YOUR TASK
Could you repeat these lines without changes, starting at the line that contains "like [(898, 206)]." and stopping after the last line of the items?

Recorded data
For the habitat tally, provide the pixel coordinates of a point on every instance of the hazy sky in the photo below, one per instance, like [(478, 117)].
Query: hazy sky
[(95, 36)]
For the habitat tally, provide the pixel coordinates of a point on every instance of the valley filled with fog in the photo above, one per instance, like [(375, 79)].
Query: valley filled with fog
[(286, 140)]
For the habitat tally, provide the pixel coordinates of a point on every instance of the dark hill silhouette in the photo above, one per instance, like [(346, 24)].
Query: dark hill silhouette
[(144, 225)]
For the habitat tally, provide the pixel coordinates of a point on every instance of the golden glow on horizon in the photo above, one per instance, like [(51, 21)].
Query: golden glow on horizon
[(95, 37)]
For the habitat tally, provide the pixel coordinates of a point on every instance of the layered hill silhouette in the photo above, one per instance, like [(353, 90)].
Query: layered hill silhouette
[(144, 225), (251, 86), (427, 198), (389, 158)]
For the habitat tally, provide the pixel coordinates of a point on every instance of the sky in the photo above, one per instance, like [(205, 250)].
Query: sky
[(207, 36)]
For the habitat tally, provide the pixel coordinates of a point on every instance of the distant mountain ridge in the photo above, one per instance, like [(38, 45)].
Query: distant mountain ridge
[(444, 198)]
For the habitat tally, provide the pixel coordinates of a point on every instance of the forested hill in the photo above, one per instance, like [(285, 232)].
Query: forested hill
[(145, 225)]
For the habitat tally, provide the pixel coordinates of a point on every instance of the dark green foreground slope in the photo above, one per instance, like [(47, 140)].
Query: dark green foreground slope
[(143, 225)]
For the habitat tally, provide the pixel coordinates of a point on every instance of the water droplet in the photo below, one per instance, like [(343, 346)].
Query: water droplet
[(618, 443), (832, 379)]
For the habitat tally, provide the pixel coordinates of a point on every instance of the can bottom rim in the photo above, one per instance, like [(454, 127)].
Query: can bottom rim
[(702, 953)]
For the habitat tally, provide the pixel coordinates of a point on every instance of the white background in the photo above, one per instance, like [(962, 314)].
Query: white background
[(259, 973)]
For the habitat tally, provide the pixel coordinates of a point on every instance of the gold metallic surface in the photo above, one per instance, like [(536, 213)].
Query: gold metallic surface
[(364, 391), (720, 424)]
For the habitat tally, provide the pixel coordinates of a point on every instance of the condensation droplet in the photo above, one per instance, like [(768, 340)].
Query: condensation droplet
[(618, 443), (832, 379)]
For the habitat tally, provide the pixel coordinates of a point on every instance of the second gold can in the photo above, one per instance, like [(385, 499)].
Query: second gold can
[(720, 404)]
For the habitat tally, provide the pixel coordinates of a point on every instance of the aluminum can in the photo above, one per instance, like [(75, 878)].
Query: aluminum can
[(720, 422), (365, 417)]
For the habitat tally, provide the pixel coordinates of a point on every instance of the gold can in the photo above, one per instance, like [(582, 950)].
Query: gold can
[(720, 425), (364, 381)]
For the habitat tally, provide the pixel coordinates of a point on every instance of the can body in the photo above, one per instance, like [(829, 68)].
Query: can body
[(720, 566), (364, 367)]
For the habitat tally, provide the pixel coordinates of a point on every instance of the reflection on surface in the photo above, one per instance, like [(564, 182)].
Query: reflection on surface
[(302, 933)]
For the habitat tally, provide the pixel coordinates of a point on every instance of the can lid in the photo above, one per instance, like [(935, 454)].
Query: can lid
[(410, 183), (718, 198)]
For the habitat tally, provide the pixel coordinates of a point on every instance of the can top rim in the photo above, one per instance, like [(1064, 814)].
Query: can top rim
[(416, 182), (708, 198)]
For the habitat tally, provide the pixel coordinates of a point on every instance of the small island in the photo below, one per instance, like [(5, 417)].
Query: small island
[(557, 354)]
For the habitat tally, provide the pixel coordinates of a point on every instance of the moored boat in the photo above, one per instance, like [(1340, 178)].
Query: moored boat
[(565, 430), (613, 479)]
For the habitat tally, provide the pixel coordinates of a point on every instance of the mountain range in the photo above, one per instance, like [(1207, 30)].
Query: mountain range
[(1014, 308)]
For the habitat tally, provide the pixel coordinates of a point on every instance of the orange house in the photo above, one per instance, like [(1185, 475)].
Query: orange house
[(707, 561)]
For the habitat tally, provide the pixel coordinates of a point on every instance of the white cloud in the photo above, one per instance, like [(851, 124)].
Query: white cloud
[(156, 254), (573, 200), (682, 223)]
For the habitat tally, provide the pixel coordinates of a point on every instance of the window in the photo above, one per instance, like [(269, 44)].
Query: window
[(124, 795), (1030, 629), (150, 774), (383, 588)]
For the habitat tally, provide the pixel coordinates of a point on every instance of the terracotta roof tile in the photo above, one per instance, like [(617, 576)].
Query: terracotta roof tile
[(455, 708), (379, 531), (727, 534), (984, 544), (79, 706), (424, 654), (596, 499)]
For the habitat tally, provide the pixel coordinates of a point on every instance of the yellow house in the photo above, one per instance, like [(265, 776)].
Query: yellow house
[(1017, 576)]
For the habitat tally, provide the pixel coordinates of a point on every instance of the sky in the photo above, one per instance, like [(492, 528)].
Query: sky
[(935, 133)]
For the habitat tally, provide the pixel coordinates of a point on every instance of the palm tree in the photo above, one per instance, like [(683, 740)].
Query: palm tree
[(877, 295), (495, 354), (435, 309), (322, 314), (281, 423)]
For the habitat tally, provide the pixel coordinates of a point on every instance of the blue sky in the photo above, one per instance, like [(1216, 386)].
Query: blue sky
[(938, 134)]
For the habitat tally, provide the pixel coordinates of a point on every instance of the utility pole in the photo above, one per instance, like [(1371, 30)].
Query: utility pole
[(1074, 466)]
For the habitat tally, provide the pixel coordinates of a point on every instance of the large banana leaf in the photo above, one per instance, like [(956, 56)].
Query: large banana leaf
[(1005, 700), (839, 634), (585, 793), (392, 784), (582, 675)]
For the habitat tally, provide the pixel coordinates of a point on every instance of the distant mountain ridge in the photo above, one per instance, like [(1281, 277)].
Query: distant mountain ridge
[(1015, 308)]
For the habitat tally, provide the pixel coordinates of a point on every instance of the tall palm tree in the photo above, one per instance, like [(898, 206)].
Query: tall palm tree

ANSWER TO THE PROBLEM
For the habitat tally, provide the pixel coordinates of a point on every instance of the tall palm tree in the photo above, one per instance, like [(898, 206)].
Query: tall palm tree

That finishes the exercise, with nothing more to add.